Your goal: Which lines in the records below contain the word "ceiling"? Return each of them.
====
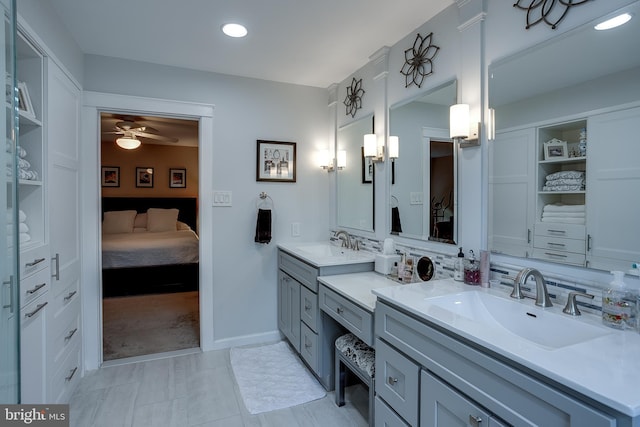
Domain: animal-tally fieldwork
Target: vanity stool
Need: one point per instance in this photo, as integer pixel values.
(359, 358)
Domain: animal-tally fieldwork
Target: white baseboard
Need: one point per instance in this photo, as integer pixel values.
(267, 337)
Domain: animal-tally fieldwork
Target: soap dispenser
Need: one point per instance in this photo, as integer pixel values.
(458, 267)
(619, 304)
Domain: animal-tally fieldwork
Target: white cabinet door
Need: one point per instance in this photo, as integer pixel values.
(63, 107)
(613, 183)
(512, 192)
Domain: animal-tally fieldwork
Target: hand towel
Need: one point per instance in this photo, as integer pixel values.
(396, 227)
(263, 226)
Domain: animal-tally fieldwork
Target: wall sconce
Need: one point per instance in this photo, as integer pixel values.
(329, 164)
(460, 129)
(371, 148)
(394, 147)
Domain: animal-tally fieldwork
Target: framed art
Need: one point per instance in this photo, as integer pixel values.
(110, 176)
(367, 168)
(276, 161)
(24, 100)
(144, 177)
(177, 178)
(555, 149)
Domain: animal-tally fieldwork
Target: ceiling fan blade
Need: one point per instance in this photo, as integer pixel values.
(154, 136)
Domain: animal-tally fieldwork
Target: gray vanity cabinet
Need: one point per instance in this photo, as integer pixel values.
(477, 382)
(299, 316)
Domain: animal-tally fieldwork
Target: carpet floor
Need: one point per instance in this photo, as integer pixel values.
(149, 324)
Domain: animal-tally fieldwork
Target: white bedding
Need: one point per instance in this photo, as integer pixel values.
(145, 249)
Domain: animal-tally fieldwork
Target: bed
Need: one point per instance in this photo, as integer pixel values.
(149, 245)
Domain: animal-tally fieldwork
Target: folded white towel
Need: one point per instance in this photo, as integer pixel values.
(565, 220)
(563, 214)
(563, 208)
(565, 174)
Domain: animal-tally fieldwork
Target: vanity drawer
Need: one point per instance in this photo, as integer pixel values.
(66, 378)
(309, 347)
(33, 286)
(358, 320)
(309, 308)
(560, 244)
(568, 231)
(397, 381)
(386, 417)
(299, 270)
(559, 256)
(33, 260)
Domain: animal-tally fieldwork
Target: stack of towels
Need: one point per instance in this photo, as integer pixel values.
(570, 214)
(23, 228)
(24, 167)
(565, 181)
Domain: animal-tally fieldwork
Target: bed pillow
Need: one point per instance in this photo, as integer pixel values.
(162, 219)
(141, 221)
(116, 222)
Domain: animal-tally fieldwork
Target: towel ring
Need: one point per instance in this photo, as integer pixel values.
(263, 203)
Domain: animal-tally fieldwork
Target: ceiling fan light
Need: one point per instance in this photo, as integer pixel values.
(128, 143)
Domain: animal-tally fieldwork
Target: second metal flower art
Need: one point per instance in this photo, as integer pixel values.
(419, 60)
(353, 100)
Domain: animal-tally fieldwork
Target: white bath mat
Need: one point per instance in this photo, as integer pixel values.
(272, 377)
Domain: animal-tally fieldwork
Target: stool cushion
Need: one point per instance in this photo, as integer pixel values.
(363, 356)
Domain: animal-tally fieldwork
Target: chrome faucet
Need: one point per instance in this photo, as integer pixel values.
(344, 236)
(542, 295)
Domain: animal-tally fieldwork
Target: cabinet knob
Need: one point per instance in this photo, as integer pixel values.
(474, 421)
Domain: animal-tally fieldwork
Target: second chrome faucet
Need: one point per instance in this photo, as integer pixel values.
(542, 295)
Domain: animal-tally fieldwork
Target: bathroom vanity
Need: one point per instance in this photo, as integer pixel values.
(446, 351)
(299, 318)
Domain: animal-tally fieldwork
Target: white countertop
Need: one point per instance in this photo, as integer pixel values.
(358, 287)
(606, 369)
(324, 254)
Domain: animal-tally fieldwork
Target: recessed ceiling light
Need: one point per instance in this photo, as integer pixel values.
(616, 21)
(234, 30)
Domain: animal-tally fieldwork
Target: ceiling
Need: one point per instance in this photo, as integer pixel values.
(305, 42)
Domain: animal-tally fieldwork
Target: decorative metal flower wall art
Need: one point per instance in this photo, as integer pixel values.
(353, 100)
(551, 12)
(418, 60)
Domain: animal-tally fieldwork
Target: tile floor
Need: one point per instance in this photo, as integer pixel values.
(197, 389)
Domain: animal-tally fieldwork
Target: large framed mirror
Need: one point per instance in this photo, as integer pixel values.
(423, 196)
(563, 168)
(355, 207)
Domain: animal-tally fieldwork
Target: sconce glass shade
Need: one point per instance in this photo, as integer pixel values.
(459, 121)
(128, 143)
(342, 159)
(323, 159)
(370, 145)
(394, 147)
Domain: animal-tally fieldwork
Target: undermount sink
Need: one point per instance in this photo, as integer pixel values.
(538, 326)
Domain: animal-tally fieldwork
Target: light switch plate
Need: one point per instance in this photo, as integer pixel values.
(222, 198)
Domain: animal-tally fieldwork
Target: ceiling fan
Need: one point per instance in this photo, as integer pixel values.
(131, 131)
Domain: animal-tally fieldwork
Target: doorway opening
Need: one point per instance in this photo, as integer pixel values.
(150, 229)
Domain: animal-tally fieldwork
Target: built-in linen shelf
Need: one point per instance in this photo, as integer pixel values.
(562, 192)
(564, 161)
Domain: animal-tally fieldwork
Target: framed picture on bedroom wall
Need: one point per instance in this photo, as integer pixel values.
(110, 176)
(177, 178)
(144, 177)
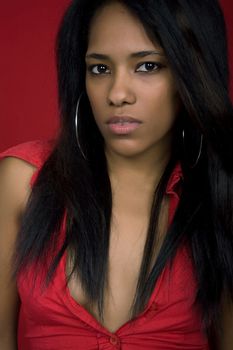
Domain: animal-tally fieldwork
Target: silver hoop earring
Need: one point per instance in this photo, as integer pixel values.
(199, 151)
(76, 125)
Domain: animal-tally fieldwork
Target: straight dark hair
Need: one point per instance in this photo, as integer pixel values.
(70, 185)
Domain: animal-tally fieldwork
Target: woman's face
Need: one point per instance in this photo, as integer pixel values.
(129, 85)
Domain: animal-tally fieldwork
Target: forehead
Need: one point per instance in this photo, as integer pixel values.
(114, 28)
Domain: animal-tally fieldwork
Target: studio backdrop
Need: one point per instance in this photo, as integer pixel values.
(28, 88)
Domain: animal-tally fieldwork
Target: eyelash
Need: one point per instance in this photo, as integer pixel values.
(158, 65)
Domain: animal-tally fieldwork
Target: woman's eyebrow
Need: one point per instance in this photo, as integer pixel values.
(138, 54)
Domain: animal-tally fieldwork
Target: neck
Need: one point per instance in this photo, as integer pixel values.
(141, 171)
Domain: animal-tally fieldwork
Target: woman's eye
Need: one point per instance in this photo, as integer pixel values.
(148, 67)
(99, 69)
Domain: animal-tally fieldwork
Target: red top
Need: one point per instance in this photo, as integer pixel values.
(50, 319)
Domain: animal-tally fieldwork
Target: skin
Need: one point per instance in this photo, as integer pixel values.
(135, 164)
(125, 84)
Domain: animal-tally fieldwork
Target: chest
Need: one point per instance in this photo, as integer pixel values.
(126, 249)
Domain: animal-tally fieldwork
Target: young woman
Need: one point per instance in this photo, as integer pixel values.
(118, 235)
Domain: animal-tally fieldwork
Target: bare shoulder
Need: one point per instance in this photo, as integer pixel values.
====
Output of the task:
Target: ceiling fan blade
Target: ceiling fan light
Target: recessed ceiling light
Target: ceiling
Target: ceiling fan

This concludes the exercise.